TASK 1
Answer these questions about the article on the phonemic symbol chart:
(a) Which conference was the writer unable to attend?
(b) Where did the writer pick up the sample coursebooks?
(c) Which area of pronunciation does the article call difficult to teach because it is intuitive and context-bound?
TASK 2
Summarize the article on the phonemic symbol chart in two sentences.
TASK 3
Carry on the article about the phonemic symbol chart from the point where it stops.

===== DOCUMENT EXCERPT =====

Our phonemic friend
English Teaching Professional, 47, November 2006.
Richard Ostick – SQM and Director of Studies, Kingsway English Centre, Worcester
Richard Ostick laments the apparent demise of the phonemic symbol chart.


Unfortunately, I was unable to attend the IATEFL Conference in Cardiff last year. So, to see what I had missed, I trawled through the list of presentations. I found that I had missed such delights as ‘Sexing up ESP teaching’ and ‘Reflection and reflexivity’ (which sounds painful!). However, as usual I was surprised, or I should say, not surprised, to see only a handful of presentations dedicated to an area of language that is central to successful and effective communication: pronunciation.

Approaching pronunciation

This, sadly for our learners, seems to be the case with most new coursebooks too. I recently picked up some sample copies at a conference in London. I was really pleased with their shiny covers, up-to-date illustrations and attention to collocation, but was dismayed at the lipservice (usually in the form of a ‘pronunciation spot’ in the review section of a unit) given to such an essential part of language learning. However, after closer inspection of the IATEFL presentation titles I realised how much the different aspects of pronunciation could and/or should have been contained within the delivery of many of the topics. There is pronunciation to be found in everything and this is how pronunciation should be approached in our day-to-day teaching. As teachers, we need to adopt this approach in our work. One useful way to do this is by systematically teaching our learners the phonemic symbol chart (see page 43). We are required to have an in-depth knowledge of such things as the tense system, and so should also have an in-depth knowledge of the individual sounds that make up the language we teach. There are, of course, other areas of pronunciation that are important. Intonation, for example, is a vital area for successful communication but it can be difficult to teach as it is very intuitive and context-bound. However, the phonemic chart is something that is both tangible and teachable. It is our friend and should be our learners’ pal too.

===== ENTRIES =====

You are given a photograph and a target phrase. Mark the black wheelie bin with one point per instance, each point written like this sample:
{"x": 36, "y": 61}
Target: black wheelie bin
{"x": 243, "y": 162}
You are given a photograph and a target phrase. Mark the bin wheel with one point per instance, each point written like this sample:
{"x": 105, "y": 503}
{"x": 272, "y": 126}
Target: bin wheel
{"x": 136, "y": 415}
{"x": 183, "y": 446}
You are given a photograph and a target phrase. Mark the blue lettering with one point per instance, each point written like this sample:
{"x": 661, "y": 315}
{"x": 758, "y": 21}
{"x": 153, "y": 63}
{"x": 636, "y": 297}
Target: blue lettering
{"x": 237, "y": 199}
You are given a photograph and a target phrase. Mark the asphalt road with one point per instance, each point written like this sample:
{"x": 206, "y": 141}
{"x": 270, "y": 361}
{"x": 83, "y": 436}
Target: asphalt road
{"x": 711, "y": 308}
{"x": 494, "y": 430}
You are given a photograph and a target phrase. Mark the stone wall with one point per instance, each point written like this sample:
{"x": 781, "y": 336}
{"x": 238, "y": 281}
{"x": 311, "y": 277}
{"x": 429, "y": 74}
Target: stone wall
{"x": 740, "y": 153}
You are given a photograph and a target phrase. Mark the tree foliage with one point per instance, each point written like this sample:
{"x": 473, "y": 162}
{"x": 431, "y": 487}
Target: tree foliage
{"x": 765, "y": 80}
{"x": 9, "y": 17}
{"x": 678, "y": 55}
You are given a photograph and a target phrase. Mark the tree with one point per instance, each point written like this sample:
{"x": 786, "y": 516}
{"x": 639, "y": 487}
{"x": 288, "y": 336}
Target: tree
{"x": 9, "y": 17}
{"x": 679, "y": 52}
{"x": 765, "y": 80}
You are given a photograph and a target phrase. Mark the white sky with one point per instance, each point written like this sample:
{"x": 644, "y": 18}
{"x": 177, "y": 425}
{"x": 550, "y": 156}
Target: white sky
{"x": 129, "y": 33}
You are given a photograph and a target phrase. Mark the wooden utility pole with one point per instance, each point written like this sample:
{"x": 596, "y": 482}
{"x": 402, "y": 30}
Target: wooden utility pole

=====

FINAL RESULT 1
(a) The IATEFL Conference in Cardiff.
(b) At a conference in London.
(c) Intonation.

FINAL RESULT 2
The writer notes that only a handful of IATEFL presentations dealt with pronunciation and that most new coursebooks give it only lipservice, though pronunciation can be found in everything and should be part of everyday teaching. He argues that one useful way to do this is to teach learners the phonemic symbol chart systematically, since it is tangible and teachable.

FINAL RESULT 3
Learning the chart

Learning the chart may crop up in a little more depth if they go on to take further courses, but they tend to forget about it unless they go on to do a masters in EFL, EAP or applied linguistics! For this reason, I feel it should be something that teacher trainers should instil in trainees from the very beginning. There are numerous reasons why the chart is an invaluable tool for both learners and teachers:
•It helps in effective and productive recording of new vocabulary.
•It highlights the spelling/pronunciation dichotomy and helps learners to identify patterns, tendencies and exceptions.
•It helps learners to use dictionaries effectively.
•It raises awareness of individual problems.
•It provides a visual stimulus for correction.
•It helps learners to become more autonomous.
•It raises awareness of English phonology.
•It provides a stepping stone and a shortcut to teaching/learning other areas of pronunciation such as word stress and aspects of connected speech

The most important reason for integrating the phonemic chart into our teaching is that it is simply not included in a lot of materials that learners may come across throughout their learning career. I do understand that it has its shortcomings, including the fact that there are many sounds in accents and dialects that are not represented. However, it is simply a tool or model to help learners become more effective communicators and if we believe pronunciation is important in the learners’ quest for this, then we need to apply the model, or use the tool, to do so.

Teaching the chart

Here are some helpful hints for teaching the chart.
•Start with the alphabet. Point out the vowels. Ask how many letters there are (26) and how many sounds (45).
•Point out the importance of pronunciation and the difference between spelling and pronunciation: Write on the board I read the newspaper and ask a student to read it aloud. Then add the word yesterday. Ask them to read the sentence again. Point out the difference in the pronunciation of read.
•Tell the students that if they know the chart, they can say every word in the dictionary!
•Use hand gestures and just mouth the sounds to try to elicit each vowel sound. A gorilla impersonation is great for the /Ÿ/ sound.
•Elicit example words containing the sounds to write in their own copy of the chart.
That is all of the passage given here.